#### Document extract
There are various reasons for the rise in health care stocks -- aging Baby Boomers, a flurry of insiders buying shares, new developments driving investor optimism. Whatever the reason, plenty of leadership remains in the sector, and there's reason to see further potential.
Medical is the leading S&P 500 sector year-to-date. Some of the big-cap names within the sector have some "growthiness," as opposed to the more typical characteristics of mature, slow movers. Pundits have been attempting for months to call a market top, and advising investors and traders to sell their shares and head for the hills. Unfortunately, it hasn't quite played out the way they expected.
Has the moment passed for these medicals that are trading in new high ground? Maybe it has. There's no perfect time. Sure, there are technical indicators that can help you with shorter-term timing. I used market-timing methodologies for years, and I understand how indicators like moving average support and tight weekly closes can often precede a further run-up.
The problem is that those indicators are not failsafe. When you time the market in a trading fashion, the indicators only work for short periods. You'll eventually have to trade out of the stock, and possibly (most likely) miss the next run-up.
So what does that mean for a so-called "extended" medical big-cap like Celgene (CELG)? It's working on its fourth month in a row of upside trade, which suggests that some exhaustion could be in the not-so-distant future. The maker of therapies for cancers and inflammatory conditions is clearly a large-cap growth name. As such, it pays no dividend, so investors who opt to buy high won't have the consolation of getting paid to sit out a correction.

#### List of tasks
- A) From the health care stocks article, reproduce the passage that begins at the words "Medical is the" and stops after "way they expected.".
- B) Translate this sentence from the health care stocks article into Spanish: "The problem is that those indicators are not failsafe."
- C) Extend the health care stocks article beyond its final sentence.

#### Data excerpt
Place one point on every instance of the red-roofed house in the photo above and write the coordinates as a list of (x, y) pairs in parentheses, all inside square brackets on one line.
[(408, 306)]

#### Solved tasks
- A)
Medical is the leading S&P 500 sector year-to-date. Some of the big-cap names within the sector have some "growthiness," as opposed to the more typical characteristics of mature, slow movers. Pundits have been attempting for months to call a market top, and advising investors and traders to sell their shares and head for the hills. Unfortunately, it hasn't quite played out the way they expected.

- B) El problema es que esos indicadores no son infalibles.

- C)
In this case, waiting for a pullback could be a wise decision. As I noted above, market timing systems are imperfect, and it's entirely possible investors will shy away from a stock like this, and be frustrated as it only rises higher.
On the other hand, a pullback is an opportunity to grab shares at a lower price. While I don't use moving averages to trade anymore, I still like the potential of a stock with support at a key price line. However, in the case of a broader market correction, it's not uncommon to see growth stocks fall below even their 200-day lines before rebounding. In any case, a steep pullback is not necessarily reason to write off a stock for the longer haul.
Other large-cap medicals and biotechs in new high ground are our holdings Pfizer and AbbVie. Other stocks trading at or near new highs include Regeneron (REGN), Gilead (GILD), Valeant (VRX), Amgen (AMGN) and Biogen Idec (BIIB).
These are all big companies with solid fundamentals, so I'm not going to get into a discussion of which may be preferable portfolio additions. Keep in mind: You don't want too much exposure to any one sector, so don't go overboard with medicals (or any other category) just because you see strength there.